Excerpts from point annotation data
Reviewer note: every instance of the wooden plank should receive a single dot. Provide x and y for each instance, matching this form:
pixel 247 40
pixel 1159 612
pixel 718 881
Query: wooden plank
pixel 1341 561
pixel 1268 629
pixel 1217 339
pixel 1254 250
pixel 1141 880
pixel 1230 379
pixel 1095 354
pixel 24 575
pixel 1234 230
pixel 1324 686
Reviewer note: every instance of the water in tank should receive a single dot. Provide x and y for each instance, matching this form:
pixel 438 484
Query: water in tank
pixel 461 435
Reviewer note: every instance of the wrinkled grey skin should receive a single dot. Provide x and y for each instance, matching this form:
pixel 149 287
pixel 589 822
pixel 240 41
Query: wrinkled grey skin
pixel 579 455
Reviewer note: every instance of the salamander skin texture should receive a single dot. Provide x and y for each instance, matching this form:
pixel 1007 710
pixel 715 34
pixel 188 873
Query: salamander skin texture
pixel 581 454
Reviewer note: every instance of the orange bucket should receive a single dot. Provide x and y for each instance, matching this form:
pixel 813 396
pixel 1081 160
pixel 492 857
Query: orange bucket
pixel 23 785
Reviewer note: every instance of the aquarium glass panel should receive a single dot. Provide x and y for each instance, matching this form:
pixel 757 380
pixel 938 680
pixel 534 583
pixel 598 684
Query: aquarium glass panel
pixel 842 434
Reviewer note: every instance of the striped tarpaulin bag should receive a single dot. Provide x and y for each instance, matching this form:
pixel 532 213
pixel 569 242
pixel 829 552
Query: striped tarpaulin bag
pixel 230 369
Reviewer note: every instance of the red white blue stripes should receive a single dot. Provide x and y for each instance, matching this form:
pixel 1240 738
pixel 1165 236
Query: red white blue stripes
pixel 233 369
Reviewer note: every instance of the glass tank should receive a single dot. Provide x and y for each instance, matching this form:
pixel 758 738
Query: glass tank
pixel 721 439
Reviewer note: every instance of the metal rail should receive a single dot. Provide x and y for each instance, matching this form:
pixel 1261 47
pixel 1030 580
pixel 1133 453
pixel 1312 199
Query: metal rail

Instruction:
Update the listing starting at its beginning and ending at the line containing "pixel 1324 686" by replacing "wooden plank" with "timber board", changing nothing else. Return only those lines.

Exercise result:
Reviewer note: every instance of the timber board should receive a single dot. Provide x and y for each instance, matching this form:
pixel 247 40
pixel 1159 612
pixel 718 881
Query: timber board
pixel 1341 561
pixel 1268 629
pixel 1217 339
pixel 1254 250
pixel 1141 880
pixel 1230 379
pixel 1095 354
pixel 24 575
pixel 1234 230
pixel 1324 686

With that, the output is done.